● TASK BRIEF: Select each line of the data below that contains the string "wispy" and copy those lines out in full.
-- begin SOURCE MATERIAL --
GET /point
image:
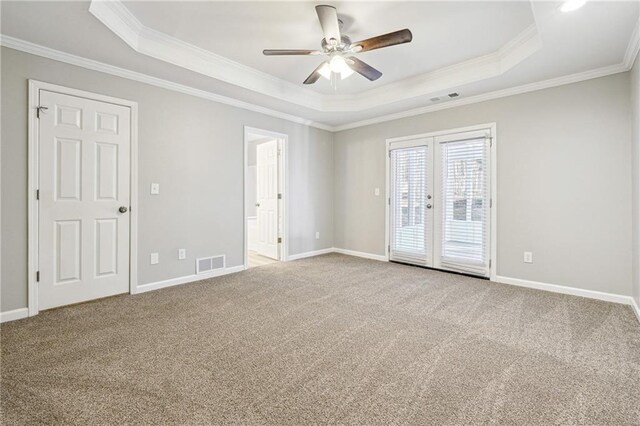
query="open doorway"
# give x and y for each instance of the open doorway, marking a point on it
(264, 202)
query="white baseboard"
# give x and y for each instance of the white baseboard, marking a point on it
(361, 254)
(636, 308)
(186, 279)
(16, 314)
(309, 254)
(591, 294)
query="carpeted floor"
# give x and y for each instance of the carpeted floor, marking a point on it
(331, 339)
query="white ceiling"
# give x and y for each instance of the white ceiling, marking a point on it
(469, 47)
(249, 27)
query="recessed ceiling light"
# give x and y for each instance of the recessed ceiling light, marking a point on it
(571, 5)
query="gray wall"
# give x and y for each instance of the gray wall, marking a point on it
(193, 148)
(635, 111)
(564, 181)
-- end SOURCE MATERIAL --
-- begin SOURCE MATERIAL --
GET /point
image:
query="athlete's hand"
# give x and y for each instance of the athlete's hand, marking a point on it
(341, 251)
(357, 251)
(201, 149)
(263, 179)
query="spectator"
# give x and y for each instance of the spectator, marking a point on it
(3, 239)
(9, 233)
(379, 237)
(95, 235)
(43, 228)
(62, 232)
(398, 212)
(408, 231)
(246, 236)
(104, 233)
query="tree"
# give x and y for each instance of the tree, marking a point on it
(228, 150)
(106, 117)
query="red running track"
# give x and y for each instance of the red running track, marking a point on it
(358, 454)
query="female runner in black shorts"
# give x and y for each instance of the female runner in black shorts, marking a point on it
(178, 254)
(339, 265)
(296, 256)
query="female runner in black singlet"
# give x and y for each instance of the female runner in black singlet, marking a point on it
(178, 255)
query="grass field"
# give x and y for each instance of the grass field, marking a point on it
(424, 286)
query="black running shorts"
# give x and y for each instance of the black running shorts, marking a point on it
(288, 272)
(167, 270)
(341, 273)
-- end SOURCE MATERIAL --
-- begin SOURCE MATERIAL --
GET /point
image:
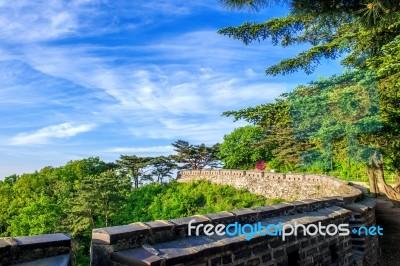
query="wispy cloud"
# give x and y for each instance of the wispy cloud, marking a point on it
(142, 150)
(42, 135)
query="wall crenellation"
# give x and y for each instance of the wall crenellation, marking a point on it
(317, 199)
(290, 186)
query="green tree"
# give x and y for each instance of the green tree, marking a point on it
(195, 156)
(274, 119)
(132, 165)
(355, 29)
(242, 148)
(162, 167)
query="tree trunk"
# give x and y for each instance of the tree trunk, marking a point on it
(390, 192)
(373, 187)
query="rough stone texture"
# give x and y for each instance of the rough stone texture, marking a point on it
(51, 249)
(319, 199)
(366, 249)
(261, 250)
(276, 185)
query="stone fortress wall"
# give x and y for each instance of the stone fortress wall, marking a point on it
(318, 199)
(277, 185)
-- end SOURCE MATERIAL --
● CORRECT ANSWER:
query="wispy cloud"
# give x and y for each instance of the wispy cloud, marking a point on it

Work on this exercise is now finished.